• [The task]: Update the data below by replacing every "matching regions" with "corresponding areas" and leaving all other text unchanged.

(Data for bounding box labeling)
————

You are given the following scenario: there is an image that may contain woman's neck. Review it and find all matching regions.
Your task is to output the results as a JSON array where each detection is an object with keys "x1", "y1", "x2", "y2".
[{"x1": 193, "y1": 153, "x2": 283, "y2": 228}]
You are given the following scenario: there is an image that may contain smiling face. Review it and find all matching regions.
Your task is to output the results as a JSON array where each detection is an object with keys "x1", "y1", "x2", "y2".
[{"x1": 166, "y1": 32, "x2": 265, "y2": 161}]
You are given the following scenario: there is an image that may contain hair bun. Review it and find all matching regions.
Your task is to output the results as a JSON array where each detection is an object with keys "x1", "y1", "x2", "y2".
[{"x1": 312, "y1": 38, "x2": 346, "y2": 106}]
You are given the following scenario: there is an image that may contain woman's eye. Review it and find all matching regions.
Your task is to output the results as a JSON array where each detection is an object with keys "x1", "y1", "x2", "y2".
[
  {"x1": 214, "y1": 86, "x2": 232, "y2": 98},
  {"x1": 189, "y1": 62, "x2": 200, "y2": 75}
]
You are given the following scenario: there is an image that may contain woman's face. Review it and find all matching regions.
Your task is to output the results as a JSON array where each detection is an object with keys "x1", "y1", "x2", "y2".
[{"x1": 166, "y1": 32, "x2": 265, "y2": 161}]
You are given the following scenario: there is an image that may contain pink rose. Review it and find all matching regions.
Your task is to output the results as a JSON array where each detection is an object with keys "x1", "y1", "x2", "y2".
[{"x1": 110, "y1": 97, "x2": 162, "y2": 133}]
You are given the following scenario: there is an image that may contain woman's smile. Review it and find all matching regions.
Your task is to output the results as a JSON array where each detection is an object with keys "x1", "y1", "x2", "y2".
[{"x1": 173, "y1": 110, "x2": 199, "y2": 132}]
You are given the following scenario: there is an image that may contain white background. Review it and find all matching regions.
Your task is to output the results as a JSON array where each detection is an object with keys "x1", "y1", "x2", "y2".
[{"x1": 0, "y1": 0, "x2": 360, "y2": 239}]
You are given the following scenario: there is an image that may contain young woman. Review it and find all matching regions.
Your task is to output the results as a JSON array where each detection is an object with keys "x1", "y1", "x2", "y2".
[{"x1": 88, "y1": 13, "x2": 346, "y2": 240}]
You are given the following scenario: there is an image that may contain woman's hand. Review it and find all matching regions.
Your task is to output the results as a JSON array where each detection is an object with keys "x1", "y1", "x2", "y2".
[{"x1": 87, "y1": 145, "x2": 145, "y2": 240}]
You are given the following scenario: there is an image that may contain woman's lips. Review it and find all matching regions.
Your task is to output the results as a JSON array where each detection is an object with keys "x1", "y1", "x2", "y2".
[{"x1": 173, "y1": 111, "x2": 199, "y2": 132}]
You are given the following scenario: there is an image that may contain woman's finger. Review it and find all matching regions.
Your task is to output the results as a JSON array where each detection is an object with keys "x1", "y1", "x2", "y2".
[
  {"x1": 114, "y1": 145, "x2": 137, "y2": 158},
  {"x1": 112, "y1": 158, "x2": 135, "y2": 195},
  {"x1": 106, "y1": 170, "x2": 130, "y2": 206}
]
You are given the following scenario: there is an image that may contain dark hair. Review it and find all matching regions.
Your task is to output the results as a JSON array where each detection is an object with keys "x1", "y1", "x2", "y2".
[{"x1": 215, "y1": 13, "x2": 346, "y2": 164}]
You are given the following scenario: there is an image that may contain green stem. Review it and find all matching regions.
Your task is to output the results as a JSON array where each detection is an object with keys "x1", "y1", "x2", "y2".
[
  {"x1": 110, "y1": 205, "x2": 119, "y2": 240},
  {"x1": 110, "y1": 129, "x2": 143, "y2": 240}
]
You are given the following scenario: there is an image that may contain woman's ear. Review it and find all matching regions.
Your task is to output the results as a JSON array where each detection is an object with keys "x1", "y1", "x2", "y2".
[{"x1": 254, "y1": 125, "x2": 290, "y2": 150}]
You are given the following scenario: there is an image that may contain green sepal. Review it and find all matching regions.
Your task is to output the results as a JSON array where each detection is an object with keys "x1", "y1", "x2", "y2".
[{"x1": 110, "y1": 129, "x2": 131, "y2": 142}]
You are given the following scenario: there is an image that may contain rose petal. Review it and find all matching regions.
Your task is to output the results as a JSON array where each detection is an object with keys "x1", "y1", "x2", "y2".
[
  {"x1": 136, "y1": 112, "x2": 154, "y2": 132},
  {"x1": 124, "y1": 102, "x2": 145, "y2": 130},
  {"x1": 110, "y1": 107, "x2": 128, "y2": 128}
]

————

• [Answer for this exercise]:
You are given the following scenario: there is an image that may contain woman's neck. Review it and find all corresponding areas.
Your task is to output the results as a JSON array where each detection is an object with keys "x1", "y1", "x2", "y2".
[{"x1": 193, "y1": 153, "x2": 283, "y2": 228}]
You are given the following scenario: there is an image that may contain smiling face. Review it and find all corresponding areas.
Your task is to output the results as a JSON array where each detection is an object with keys "x1", "y1", "x2", "y2".
[{"x1": 166, "y1": 32, "x2": 265, "y2": 161}]
You are given the following scenario: there is an image that may contain hair bun. Review it and find all corresponding areas.
Your task is to output the results as a JSON array where each detection is an object with keys "x1", "y1", "x2", "y2".
[{"x1": 312, "y1": 38, "x2": 346, "y2": 106}]
You are given the following scenario: there is an image that may contain woman's eye. Review it and find all corresponding areas.
Your task is to output the results as a JSON array where each detection is an object with keys "x1", "y1", "x2", "y2".
[
  {"x1": 214, "y1": 86, "x2": 232, "y2": 98},
  {"x1": 189, "y1": 62, "x2": 200, "y2": 75}
]
You are given the following scenario: there is an image that may contain woman's face. Review it and find all corresponding areas.
Your task is to output the results as a JSON array where each detection is an object with keys "x1", "y1", "x2", "y2".
[{"x1": 166, "y1": 32, "x2": 265, "y2": 161}]
You are given the following scenario: there is an image that may contain pink rose. Review it and find all corresponding areas.
Your task is to output the results as a JSON array where each detection is an object with keys "x1", "y1", "x2", "y2".
[{"x1": 110, "y1": 97, "x2": 162, "y2": 133}]
You are given the following scenario: there is an image that may contain woman's smile. Review it and find all corresponding areas.
Your task is to output the results as a JSON array where each detection is an object with keys "x1", "y1", "x2", "y2".
[{"x1": 173, "y1": 110, "x2": 199, "y2": 132}]
You are given the following scenario: there is an image that may contain white background. Review it and find all corresponding areas.
Your task is to output the results as a JSON array where each detection is an object with keys "x1", "y1", "x2", "y2".
[{"x1": 0, "y1": 0, "x2": 360, "y2": 239}]
You are given the following scenario: there is an image that may contain young woman. Review it and find all corresponding areas.
Your task is to output the results as a JSON array where each detection is an object with keys "x1", "y1", "x2", "y2".
[{"x1": 88, "y1": 13, "x2": 346, "y2": 240}]
You are given the following scenario: there is an image that may contain woman's hand. Review it and find all corresponding areas.
Your task is to output the results as a JSON array where each detection is an object with keys "x1", "y1", "x2", "y2".
[{"x1": 87, "y1": 145, "x2": 145, "y2": 240}]
You are given the following scenario: there is an image that may contain woman's lips. Review it and find all corresponding areas.
Your task is to output the results as a JSON array where each detection is an object with keys "x1", "y1", "x2", "y2".
[{"x1": 173, "y1": 111, "x2": 199, "y2": 132}]
You are given the following scenario: there is an image that may contain woman's finger. Review it and find all corresponding areas.
Your task is to output the results as a JSON array where each detection is an object with keys "x1", "y1", "x2", "y2".
[
  {"x1": 114, "y1": 145, "x2": 137, "y2": 158},
  {"x1": 112, "y1": 158, "x2": 135, "y2": 195},
  {"x1": 106, "y1": 170, "x2": 130, "y2": 206}
]
You are given the following scenario: there is an image that may contain dark hair. Review it and find all corresponding areas.
Your task is to output the results as a JSON array where each detection is an object with keys "x1", "y1", "x2", "y2".
[{"x1": 215, "y1": 13, "x2": 346, "y2": 164}]
You are given the following scenario: there is an image that may contain green stem. Review it and find all corresponding areas.
Your task is to output the results as a JSON array where each detection is an object with keys "x1", "y1", "x2", "y2".
[
  {"x1": 110, "y1": 205, "x2": 119, "y2": 240},
  {"x1": 110, "y1": 129, "x2": 143, "y2": 240}
]
You are given the following scenario: there is an image that may contain woman's ear. Review it and find all corresponding areas.
Your task is to output the results as a JSON array where each detection is an object with keys "x1", "y1", "x2", "y2".
[{"x1": 254, "y1": 125, "x2": 290, "y2": 150}]
You are given the following scenario: there is an image that may contain green sepal. Review it and find all corresponding areas.
Your task is to output the results as a JSON array where each detection is an object with keys "x1", "y1", "x2", "y2".
[{"x1": 110, "y1": 129, "x2": 131, "y2": 142}]
You are given the following scenario: there is an image that may contain rose petal. Review it and find all corresponding areas.
Your task is to output the results as a JSON array where each detection is an object with keys "x1", "y1", "x2", "y2".
[
  {"x1": 136, "y1": 112, "x2": 154, "y2": 132},
  {"x1": 124, "y1": 102, "x2": 145, "y2": 130},
  {"x1": 110, "y1": 107, "x2": 128, "y2": 128}
]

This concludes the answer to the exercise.